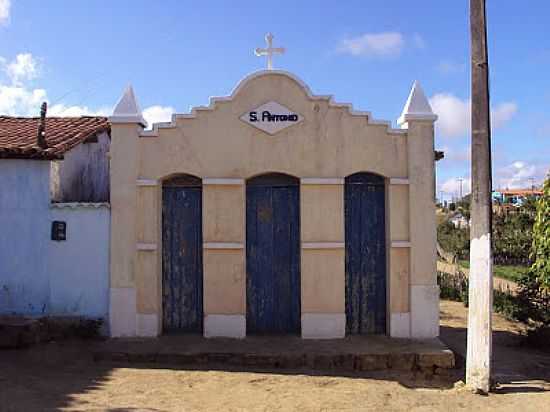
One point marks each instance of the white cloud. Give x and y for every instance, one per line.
x=543, y=130
x=157, y=114
x=454, y=114
x=418, y=41
x=521, y=174
x=4, y=11
x=448, y=67
x=501, y=114
x=23, y=68
x=386, y=44
x=19, y=101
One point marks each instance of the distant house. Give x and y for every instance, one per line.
x=54, y=215
x=459, y=221
x=76, y=147
x=514, y=197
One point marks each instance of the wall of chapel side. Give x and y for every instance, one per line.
x=424, y=292
x=124, y=174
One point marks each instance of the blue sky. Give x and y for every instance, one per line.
x=80, y=55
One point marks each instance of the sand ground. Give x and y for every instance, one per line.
x=62, y=376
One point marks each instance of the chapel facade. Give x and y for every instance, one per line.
x=273, y=211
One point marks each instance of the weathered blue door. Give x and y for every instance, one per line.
x=365, y=254
x=182, y=255
x=273, y=255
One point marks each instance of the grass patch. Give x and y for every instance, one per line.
x=509, y=272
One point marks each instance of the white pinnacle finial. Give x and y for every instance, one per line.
x=417, y=106
x=269, y=51
x=127, y=109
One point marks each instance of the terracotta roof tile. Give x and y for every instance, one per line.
x=18, y=135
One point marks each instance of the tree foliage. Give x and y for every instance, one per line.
x=540, y=254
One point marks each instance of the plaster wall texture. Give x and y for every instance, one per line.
x=424, y=292
x=25, y=236
x=331, y=142
x=39, y=276
x=83, y=174
x=78, y=268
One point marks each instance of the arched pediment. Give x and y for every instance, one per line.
x=257, y=83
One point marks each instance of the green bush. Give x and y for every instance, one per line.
x=540, y=253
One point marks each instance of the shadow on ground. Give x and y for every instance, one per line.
x=51, y=376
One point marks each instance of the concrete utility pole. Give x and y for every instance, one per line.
x=478, y=357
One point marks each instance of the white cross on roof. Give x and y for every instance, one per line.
x=269, y=51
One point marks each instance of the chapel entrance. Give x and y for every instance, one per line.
x=182, y=254
x=273, y=254
x=364, y=202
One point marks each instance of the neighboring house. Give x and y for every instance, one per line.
x=459, y=221
x=515, y=197
x=38, y=275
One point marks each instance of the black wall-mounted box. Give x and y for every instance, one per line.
x=59, y=230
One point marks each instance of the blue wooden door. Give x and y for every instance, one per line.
x=182, y=255
x=273, y=255
x=365, y=254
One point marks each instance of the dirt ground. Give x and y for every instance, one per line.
x=62, y=376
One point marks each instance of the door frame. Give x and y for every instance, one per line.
x=272, y=179
x=387, y=241
x=179, y=180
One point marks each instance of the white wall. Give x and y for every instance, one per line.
x=83, y=174
x=39, y=276
x=79, y=266
x=24, y=235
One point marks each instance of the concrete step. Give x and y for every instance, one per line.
x=350, y=354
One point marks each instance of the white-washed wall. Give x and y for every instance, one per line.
x=83, y=174
x=24, y=236
x=79, y=266
x=39, y=276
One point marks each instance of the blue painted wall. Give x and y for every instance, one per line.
x=79, y=267
x=24, y=236
x=39, y=276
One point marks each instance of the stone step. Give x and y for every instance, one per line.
x=313, y=355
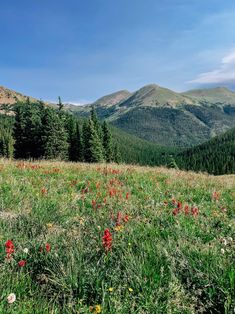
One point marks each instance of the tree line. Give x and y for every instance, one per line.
x=39, y=131
x=216, y=156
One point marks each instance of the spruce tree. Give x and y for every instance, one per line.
x=55, y=137
x=116, y=154
x=93, y=148
x=6, y=143
x=60, y=104
x=107, y=142
x=27, y=130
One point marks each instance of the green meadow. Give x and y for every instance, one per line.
x=170, y=246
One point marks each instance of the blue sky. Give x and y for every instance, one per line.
x=84, y=49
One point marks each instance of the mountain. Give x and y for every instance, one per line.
x=216, y=156
x=168, y=118
x=10, y=97
x=213, y=95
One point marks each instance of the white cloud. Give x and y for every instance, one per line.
x=225, y=73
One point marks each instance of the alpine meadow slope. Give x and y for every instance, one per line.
x=168, y=118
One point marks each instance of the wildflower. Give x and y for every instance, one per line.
x=22, y=263
x=119, y=217
x=186, y=209
x=179, y=205
x=95, y=309
x=118, y=228
x=195, y=211
x=126, y=218
x=224, y=241
x=11, y=298
x=107, y=240
x=215, y=196
x=48, y=247
x=9, y=248
x=44, y=191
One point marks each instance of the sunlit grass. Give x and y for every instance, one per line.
x=164, y=258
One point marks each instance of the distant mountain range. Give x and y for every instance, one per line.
x=165, y=117
x=160, y=115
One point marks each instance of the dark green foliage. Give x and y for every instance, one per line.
x=93, y=144
x=107, y=143
x=60, y=105
x=6, y=143
x=28, y=130
x=55, y=138
x=75, y=150
x=134, y=150
x=216, y=156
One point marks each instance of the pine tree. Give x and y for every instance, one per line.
x=27, y=130
x=60, y=105
x=55, y=137
x=93, y=148
x=6, y=143
x=96, y=122
x=116, y=154
x=107, y=142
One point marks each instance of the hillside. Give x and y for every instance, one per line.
x=79, y=238
x=168, y=118
x=160, y=115
x=10, y=97
x=135, y=150
x=216, y=156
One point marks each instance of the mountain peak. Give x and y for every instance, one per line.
x=212, y=95
x=10, y=97
x=112, y=99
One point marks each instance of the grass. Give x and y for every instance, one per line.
x=164, y=259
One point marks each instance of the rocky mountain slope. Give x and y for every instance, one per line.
x=168, y=118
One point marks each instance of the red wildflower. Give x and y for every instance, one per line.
x=126, y=218
x=48, y=247
x=215, y=196
x=195, y=211
x=107, y=240
x=186, y=209
x=179, y=205
x=175, y=211
x=22, y=263
x=44, y=190
x=9, y=245
x=119, y=218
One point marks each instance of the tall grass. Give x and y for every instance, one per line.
x=165, y=257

******************************

• _The task_
Rewrite the entries above as a JSON list of strings, one string per line, with blank lines omitted. Leave the pictures out.

• _Result of the exercise_
[
  "One point marks each instance of the white cloud. Give x and y for every instance, one per line.",
  "x=543, y=130",
  "x=157, y=114",
  "x=454, y=114",
  "x=418, y=41",
  "x=521, y=174",
  "x=4, y=11",
  "x=448, y=67",
  "x=501, y=114",
  "x=23, y=68",
  "x=386, y=44",
  "x=19, y=101",
  "One point marks each instance of the distant house. Give x and y for every instance, one per line.",
  "x=54, y=215",
  "x=459, y=221",
  "x=76, y=147",
  "x=514, y=197",
  "One point marks each instance of the wall of chapel side. Give x and y for every instance, one per line.",
  "x=424, y=292",
  "x=124, y=174",
  "One point marks each instance of the blue sky. Give x and y for every instance, one per line.",
  "x=80, y=55",
  "One point marks each instance of the sand ground. Give x and y for every instance, one per line.",
  "x=62, y=376",
  "One point marks each instance of the chapel facade. Give x and y for every instance, one per line.",
  "x=273, y=211",
  "One point marks each instance of the weathered blue door. Give x and y for every instance, one per line.",
  "x=365, y=254",
  "x=182, y=255",
  "x=273, y=255",
  "One point marks each instance of the grass patch. Give x and y for every instance, one per line.",
  "x=509, y=272",
  "One point marks each instance of the white pinnacle finial. Give x and y for every instance, one per line.",
  "x=417, y=106",
  "x=269, y=51",
  "x=127, y=109",
  "One point marks each instance of the terracotta roof tile. Give x and y for every instance, one per line.",
  "x=18, y=135",
  "One point marks each instance of the tree foliage. Give x and y for every instance, one per line.",
  "x=540, y=254",
  "One point marks each instance of the plaster wall texture. Give x and y for every instance, one per line.",
  "x=424, y=292",
  "x=25, y=236",
  "x=331, y=142",
  "x=39, y=276",
  "x=83, y=174",
  "x=78, y=268",
  "One point marks each instance of the arched pediment. Give x and y for every instance, one per line.",
  "x=257, y=83",
  "One point marks each instance of the green bush. Give x and y for every instance, one per line.",
  "x=540, y=253",
  "One point marks each instance of the shadow on ground. Give x and y for every instance, one per line.",
  "x=51, y=376",
  "One point marks each instance of the concrete utility pole. Give x and y for every instance, one per line.",
  "x=478, y=357",
  "One point marks each instance of the white cross on roof. Give x and y for every instance, one per line.",
  "x=269, y=51",
  "One point marks each instance of the chapel entrance. Give x and y for every instance, one per line.",
  "x=182, y=254",
  "x=273, y=254",
  "x=364, y=202",
  "One point marks each instance of the neighboring house. Give x and y for every instance, one per line.",
  "x=459, y=221",
  "x=515, y=197",
  "x=38, y=275",
  "One point marks each instance of the black wall-mounted box. Give x and y for every instance, one per line.",
  "x=59, y=230",
  "One point marks each instance of the blue wooden door. Give x and y for every instance, one per line.",
  "x=182, y=255",
  "x=273, y=255",
  "x=365, y=254",
  "One point marks each instance of the dirt ground. Give x and y for every instance, one per line.",
  "x=62, y=376",
  "One point marks each instance of the door frame. Give x and y for every instance, one per line.",
  "x=272, y=179",
  "x=387, y=241",
  "x=179, y=180",
  "One point marks each instance of the white wall. Give x and y for every instance, one per line.",
  "x=83, y=174",
  "x=39, y=276",
  "x=79, y=266",
  "x=24, y=235",
  "One point marks each instance of the concrete step. Give x and y for every instance, one per line.",
  "x=350, y=354",
  "One point marks each instance of the white-washed wall. Give x and y for every instance, one per line.",
  "x=83, y=174",
  "x=24, y=236",
  "x=79, y=266",
  "x=39, y=276",
  "One point marks each instance of the blue painted wall. Give x and y for every instance, one per line.",
  "x=79, y=267",
  "x=24, y=236",
  "x=39, y=276",
  "One point marks each instance of the stone step. Give x and y for every instance, one per line.",
  "x=313, y=355",
  "One point marks each instance of the tree line. Give x and y for every instance, one per line.",
  "x=39, y=131",
  "x=216, y=156",
  "One point marks each instance of the spruce tree. Give x and y for every instance, one per line.",
  "x=55, y=137",
  "x=116, y=154",
  "x=93, y=148",
  "x=6, y=143",
  "x=60, y=104",
  "x=107, y=142",
  "x=27, y=130",
  "One point marks each instance of the green meadow. Give x and y for every instance, one per line.",
  "x=170, y=246",
  "One point marks each instance of the blue sky. Give x and y for every instance, one per line.",
  "x=84, y=49",
  "One point marks each instance of the mountain. Give x and y for every instance, one per line.",
  "x=216, y=156",
  "x=168, y=118",
  "x=10, y=97",
  "x=213, y=95",
  "One point marks each instance of the white cloud. Give x and y for every instance, one per line.",
  "x=225, y=73",
  "One point marks each instance of the alpine meadow slope. Give x and y for every instance, one per line.",
  "x=168, y=118",
  "One point marks each instance of the wildflower. Give x and y for every instance, one per line.",
  "x=22, y=263",
  "x=119, y=217",
  "x=186, y=209",
  "x=179, y=205",
  "x=95, y=309",
  "x=118, y=228",
  "x=195, y=211",
  "x=126, y=218",
  "x=224, y=241",
  "x=11, y=298",
  "x=107, y=240",
  "x=215, y=196",
  "x=48, y=247",
  "x=9, y=248",
  "x=44, y=191",
  "One point marks each instance of the sunlit grass. Give x and y for every instance, one per line.",
  "x=164, y=258",
  "One point marks each instance of the distant mountain range. Give x and y for every instance, one per line.",
  "x=165, y=117",
  "x=160, y=115",
  "One point marks each instance of the dark green foliage. Give x and y for every instance, one per line.",
  "x=93, y=144",
  "x=107, y=143",
  "x=60, y=105",
  "x=6, y=143",
  "x=28, y=130",
  "x=55, y=138",
  "x=75, y=150",
  "x=134, y=150",
  "x=216, y=156",
  "One point marks each instance of the pine tree. Give x and y for every instance, one per line.",
  "x=27, y=130",
  "x=60, y=105",
  "x=55, y=137",
  "x=93, y=148",
  "x=6, y=143",
  "x=96, y=122",
  "x=116, y=154",
  "x=107, y=142",
  "One point marks each instance of the hillside. Give x and y for every instance, one per line.",
  "x=79, y=238",
  "x=168, y=118",
  "x=160, y=115",
  "x=10, y=97",
  "x=135, y=150",
  "x=216, y=156",
  "One point marks each instance of the mountain peak. Give x and y for every instance, one per line.",
  "x=212, y=95",
  "x=10, y=97",
  "x=112, y=99",
  "One point marks each instance of the grass. Give x and y for every instance, one per line.",
  "x=164, y=259",
  "One point marks each instance of the rocky mountain slope. Give x and y for every instance, one per line.",
  "x=168, y=118",
  "One point marks each instance of the red wildflower. Give x and y for every instance, one per line.",
  "x=126, y=218",
  "x=48, y=247",
  "x=215, y=196",
  "x=195, y=211",
  "x=107, y=240",
  "x=186, y=209",
  "x=179, y=205",
  "x=175, y=211",
  "x=22, y=263",
  "x=44, y=190",
  "x=9, y=245",
  "x=119, y=218",
  "One point marks each instance of the tall grass. Give x and y for every instance, one per line.",
  "x=165, y=257"
]